# Source passage
====================

Today, it’s common to find a personalized dog tag necklace as a wonderful gift, but have you ever thought about what they truly mean? A dog tag necklace is going to mean different things to different people, but they all provide honor to those who served or are still serving.

Personalized dog tags are available for civilians and military members alike, but the history of this iconic piece of military equipment is important to keep in mind. Remember, the dog tag necklace chain is mainly worn in the field for the purpose of identification after a casualty.

Even for those not serving, a dog tag necklace can be a tribute to someone lost due to sacrifice. This makes dog tag chains a very reverent, personal piece for all.

The History of Their Use

The history of dog tag necklaces goes back as far as the American Civil War. However, they weren’t always referred to by this name. It is believed that these ID tags were given a bit of a negative connotation by either William Randolph Hearst or World War II draftees.

Regardless of who coined the term, or how it came to be, the dog tag necklace became synonymous with serving in the U.S. military and underwent many evolutions over the years.

In 1899, the first request for a dog tag necklace for service members was made by Army Chaplain Charles C. Pierce following the Spanish-American war. The Army officially mandated the use of aluminum disc-shaped ID tags in December 1906.

Worn under the field uniform, these tags included the Soldier's name, rank, company, and regiment. In July 1916, the mandate was modified to require a second suspended disc for burial service record keeping. Enlisted men received the tags, while Officers had to purchase them.

====================

# Dataset

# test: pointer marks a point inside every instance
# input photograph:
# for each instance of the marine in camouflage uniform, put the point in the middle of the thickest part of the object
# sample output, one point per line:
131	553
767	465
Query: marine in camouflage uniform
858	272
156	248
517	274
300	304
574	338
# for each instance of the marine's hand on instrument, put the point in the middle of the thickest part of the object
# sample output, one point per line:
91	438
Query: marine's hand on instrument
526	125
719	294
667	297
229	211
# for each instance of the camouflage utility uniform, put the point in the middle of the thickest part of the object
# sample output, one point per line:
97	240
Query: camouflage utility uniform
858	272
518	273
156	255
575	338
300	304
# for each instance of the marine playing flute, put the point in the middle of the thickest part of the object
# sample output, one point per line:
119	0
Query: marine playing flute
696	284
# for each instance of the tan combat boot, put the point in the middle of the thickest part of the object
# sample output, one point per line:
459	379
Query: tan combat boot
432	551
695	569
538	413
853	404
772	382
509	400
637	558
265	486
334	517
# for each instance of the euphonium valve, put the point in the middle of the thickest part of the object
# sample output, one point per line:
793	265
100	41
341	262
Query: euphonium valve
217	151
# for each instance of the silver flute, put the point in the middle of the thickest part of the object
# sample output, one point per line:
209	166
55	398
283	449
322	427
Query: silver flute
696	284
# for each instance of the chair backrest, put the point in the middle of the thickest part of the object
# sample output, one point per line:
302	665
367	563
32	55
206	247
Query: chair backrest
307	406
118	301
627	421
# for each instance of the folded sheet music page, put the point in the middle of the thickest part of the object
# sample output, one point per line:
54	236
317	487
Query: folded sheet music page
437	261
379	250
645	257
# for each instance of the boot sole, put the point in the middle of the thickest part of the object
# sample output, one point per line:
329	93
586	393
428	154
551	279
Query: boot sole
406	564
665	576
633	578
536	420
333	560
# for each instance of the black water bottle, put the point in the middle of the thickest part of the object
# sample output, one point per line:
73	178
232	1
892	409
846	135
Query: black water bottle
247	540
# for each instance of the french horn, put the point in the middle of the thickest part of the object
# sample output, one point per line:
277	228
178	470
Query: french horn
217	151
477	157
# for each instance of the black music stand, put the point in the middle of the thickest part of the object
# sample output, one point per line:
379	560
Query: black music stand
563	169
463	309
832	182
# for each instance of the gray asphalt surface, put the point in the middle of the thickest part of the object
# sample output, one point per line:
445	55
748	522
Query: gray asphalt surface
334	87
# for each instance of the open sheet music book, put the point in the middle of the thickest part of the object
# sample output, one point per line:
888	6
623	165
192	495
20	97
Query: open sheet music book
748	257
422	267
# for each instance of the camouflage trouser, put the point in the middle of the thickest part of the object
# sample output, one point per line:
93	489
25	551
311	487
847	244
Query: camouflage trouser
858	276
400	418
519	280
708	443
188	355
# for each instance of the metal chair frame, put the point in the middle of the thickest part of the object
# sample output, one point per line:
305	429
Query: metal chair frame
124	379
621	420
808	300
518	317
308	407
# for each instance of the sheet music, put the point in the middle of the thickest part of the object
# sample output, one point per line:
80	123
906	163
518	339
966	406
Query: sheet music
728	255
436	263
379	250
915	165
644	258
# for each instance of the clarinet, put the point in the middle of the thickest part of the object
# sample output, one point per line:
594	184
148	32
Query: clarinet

====================

# The problem
Extend the passage on dog tag history, beginning after its final sentence. The data comes from a different source than the text.

# Task response
The Navy adopted the use of dog tag necklaces in May 1917, and by then, all U.S. warfighters were required to wear them. A dog tag necklace included size specifications and Army-issued serial numbers, which even included religion designations, during World War I.

The Great War would be the last to feature such marking, but WWI also brought forth other variations. Navy dog tags differed from the Army's, made of Monel metal with "U.S.N." etched into the surface using a specific process.

Enlisted dog tag necklaces included birth and enlistment dates, while Officers had their appointment dates. Additionally, the etched print of the right index finger could be found on the back for added security.

After World War I, the Navy ID tags were not used until reinstated in May 1941 and would then feature mechanical stamping instead of etching. Marines had been wearing ID tags since late 1916, combining elements from both styles used by the Army and Navy.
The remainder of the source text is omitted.